- [Prompt 1]: Report every line of the records that contains the string "wall". Case counts.
** Begin Excerpted text **
(If you want a happy story, perhaps skip this post)

Leopards are territorial animals. Females will cat fight with other females and males will fight with other males. No one wants to share resources, space or even the air they breath, unless there is some sort of blood relation that will somehow force them into being a bit more civil.

At a time in my life there were really only 2 male leopards I would concern myself with: Xovonekela (sho-vo-nee-ke-la if you want to attempt pronounce it) – known to friends as Xovo, and Mandleve (meaning ears).

Xovo had been the dominant male in the East for quite a while, but in male leopard fashion, he didn’t seem too happy with the intrusion of the upcoming threat that Mandleve was starting to pose so he had started spending more time venturing into the west to ensure all threats to his domain were kept at bay. I secretly always rooted for Mandleve to take over as the new “upcoming” character in the endless soap opera that unfolds in the bush. My relationship with Xovo was never too transcendental, he was a leopard, he was there and he was fine to see, but I never felt “it” for him. We just didn’t click.

Xovo after the facts hereby described

Legend has it though that Xovo had quite a tragic and unlikely history for a leopard. He was born and raised in the North and when his mother died, and in act that defies logical leopard behavior (if there could ever be such thing with them), he was then raised by his grandmother. Years later the left the North as peasant and managed to establish himself as the king in the South. You would think that someone who was given a second chance by life would have been a more merciful being. Unfortunately that was not the case. This story, dear reader, is sadly a story one without a happy ending.

Although Scotia and Ndzilo will always have a bug chunk of my heart, Outcrop and her two cubs took most of it. The first time we met, I bumped into them on my favorite road. We had never met before and even while I was sure she could hear my heart beating out of my chest, she didn’t stop her movements and took me along for the ride. Months went by and I didn’t see her again. I kept going back to where we had met in hopes of finding her again.  I didn’t have such luck until one afternoon Enock found them again. After that day, the seal was broken and I was able to spend increasingly more time with her and her two fluff balls. In order to see her, I always went West. All good things always happened to me in the West.
** End Excerpted text **
** Begin Entries shown **
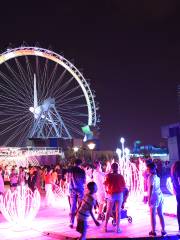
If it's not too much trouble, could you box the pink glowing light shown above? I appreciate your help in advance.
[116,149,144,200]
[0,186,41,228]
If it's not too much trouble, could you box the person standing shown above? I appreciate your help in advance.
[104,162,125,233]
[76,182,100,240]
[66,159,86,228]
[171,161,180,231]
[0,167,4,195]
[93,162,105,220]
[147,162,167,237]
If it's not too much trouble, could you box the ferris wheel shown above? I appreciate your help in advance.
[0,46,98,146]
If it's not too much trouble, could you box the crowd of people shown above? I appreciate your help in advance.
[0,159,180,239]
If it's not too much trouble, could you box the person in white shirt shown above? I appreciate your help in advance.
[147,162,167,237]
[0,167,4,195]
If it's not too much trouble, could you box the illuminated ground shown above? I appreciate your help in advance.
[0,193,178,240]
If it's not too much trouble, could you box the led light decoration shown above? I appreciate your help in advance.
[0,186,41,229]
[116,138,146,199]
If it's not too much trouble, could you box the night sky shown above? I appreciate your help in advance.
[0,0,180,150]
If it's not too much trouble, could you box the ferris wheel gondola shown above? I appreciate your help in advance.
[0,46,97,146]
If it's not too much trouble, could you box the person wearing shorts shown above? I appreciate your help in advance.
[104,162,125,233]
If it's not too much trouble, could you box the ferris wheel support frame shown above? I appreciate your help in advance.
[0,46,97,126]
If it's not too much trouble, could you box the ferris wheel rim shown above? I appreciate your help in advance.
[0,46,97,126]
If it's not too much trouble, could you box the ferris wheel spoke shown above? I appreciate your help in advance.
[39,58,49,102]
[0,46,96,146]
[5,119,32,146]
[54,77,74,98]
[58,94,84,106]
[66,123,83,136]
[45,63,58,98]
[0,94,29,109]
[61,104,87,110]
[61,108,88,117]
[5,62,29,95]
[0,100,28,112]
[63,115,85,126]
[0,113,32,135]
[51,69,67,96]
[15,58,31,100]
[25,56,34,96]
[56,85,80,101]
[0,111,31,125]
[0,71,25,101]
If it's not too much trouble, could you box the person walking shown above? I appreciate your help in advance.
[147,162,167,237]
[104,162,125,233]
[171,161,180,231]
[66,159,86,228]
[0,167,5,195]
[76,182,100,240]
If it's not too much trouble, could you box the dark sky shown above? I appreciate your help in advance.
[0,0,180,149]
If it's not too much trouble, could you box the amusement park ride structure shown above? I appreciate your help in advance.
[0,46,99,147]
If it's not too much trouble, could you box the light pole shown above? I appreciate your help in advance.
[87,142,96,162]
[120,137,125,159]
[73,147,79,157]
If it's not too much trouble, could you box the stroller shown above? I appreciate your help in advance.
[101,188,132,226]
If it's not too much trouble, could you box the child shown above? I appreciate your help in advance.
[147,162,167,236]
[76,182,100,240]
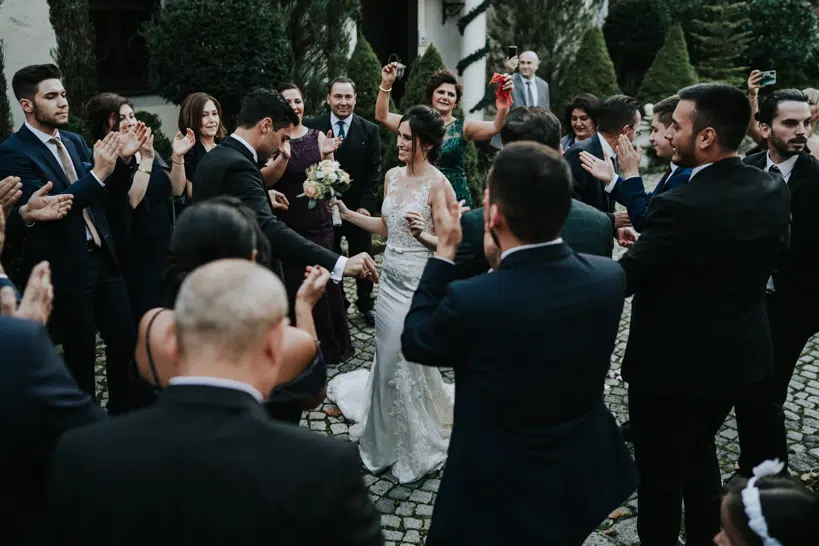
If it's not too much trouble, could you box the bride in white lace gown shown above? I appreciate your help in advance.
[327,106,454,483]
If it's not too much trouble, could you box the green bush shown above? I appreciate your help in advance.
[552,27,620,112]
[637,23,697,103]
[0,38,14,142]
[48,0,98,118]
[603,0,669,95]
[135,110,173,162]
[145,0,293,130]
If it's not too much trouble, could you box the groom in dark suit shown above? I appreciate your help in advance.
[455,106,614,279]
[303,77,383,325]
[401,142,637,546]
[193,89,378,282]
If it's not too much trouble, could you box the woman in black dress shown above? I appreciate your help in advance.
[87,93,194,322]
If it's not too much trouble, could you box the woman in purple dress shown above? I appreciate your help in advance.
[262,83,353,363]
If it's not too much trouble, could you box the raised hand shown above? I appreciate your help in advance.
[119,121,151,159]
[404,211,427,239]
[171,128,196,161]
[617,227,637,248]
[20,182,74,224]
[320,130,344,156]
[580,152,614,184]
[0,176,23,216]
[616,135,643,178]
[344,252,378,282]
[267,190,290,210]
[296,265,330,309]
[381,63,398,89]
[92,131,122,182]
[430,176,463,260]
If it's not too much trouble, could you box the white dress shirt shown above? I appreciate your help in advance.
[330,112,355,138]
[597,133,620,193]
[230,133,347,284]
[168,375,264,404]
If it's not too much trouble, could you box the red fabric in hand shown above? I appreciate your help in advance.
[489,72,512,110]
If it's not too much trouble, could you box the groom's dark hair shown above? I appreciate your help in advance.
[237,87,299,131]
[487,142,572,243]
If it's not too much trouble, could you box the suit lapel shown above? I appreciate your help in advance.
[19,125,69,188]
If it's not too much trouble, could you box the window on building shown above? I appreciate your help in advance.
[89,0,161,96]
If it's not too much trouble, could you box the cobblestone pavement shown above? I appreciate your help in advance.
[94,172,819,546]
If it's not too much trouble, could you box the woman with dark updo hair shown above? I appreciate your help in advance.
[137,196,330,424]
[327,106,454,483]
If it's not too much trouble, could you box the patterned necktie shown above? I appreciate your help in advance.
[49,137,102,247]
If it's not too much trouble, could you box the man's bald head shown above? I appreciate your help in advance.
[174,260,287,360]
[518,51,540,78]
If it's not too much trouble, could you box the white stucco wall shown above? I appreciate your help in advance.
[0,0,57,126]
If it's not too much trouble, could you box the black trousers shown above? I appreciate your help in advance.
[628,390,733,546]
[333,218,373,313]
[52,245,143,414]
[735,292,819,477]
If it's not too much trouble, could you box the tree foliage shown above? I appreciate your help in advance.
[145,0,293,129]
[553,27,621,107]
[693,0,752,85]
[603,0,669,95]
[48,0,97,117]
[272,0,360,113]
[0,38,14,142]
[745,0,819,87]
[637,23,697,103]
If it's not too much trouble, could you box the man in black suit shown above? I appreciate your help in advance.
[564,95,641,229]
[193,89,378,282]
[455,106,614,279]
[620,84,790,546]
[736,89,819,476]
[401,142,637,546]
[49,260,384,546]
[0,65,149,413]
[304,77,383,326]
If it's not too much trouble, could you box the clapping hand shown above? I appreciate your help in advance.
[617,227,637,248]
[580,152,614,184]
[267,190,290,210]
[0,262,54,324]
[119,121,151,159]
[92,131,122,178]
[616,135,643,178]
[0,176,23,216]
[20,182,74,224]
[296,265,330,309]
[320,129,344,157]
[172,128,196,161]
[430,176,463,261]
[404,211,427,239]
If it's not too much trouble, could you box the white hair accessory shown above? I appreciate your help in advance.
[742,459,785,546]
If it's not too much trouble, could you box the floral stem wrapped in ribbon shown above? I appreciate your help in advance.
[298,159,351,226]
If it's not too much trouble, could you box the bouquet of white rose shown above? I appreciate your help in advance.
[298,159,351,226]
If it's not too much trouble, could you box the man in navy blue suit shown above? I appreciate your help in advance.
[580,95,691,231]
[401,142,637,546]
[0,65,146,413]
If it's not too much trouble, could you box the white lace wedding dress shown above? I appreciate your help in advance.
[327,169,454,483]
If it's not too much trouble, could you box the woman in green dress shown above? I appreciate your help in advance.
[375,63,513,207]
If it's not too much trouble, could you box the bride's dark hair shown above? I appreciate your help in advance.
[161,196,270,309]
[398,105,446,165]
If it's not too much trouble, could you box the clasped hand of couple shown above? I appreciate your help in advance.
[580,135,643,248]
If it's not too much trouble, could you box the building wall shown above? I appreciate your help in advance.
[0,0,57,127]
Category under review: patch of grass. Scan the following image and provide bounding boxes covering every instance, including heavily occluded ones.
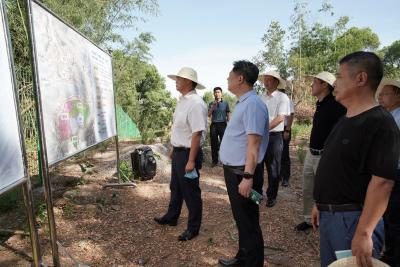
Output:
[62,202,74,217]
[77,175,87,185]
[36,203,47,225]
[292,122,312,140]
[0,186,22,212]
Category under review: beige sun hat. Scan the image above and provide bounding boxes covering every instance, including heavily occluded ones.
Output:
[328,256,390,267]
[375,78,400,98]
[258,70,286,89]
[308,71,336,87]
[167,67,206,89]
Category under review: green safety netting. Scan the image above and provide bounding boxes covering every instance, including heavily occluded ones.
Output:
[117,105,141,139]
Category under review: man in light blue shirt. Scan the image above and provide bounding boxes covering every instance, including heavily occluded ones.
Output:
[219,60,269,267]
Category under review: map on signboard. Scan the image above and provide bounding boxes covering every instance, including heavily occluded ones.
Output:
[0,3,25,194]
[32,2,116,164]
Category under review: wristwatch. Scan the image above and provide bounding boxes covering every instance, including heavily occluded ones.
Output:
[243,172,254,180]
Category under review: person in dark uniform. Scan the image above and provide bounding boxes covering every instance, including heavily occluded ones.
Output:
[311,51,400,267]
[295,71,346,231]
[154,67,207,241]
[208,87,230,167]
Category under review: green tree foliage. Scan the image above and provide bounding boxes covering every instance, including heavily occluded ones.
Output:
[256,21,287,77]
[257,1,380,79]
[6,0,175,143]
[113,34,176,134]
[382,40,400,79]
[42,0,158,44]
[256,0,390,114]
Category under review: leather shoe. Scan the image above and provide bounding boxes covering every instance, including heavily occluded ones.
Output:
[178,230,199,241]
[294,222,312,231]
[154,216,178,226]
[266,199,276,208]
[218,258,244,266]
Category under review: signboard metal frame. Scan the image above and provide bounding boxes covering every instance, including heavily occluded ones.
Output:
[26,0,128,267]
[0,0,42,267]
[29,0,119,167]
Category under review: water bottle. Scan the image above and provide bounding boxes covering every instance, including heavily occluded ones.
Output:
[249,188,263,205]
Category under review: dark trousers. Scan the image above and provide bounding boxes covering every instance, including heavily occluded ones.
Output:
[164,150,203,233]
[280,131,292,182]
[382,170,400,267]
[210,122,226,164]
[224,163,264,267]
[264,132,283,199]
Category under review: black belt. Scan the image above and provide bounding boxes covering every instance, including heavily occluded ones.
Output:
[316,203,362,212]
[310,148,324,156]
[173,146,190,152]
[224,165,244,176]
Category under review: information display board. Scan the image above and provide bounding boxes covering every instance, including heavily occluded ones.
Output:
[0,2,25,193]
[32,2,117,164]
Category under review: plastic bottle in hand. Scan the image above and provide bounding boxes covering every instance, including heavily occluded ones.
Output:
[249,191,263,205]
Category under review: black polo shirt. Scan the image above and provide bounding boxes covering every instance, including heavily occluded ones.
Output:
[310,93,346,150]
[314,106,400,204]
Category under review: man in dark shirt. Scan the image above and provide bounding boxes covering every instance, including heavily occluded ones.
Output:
** End Entries shown **
- [Prompt 2]:
Answer these questions about the post on leopards:
(a) What does the name Mandleve mean?
(b) Who raised Xovo after his mother died?
(c) Who found Outcrop and her cubs again one afternoon?

- [Task result 1]:
If it's not too much trouble, could you box the white stucco wall shown above? I appreciate your help in advance.
If it's not too much trouble, could you box the building wall shown above? I appreciate your help in advance.

- [Task result 2]:
(a) Ears.
(b) His grandmother.
(c) Enock.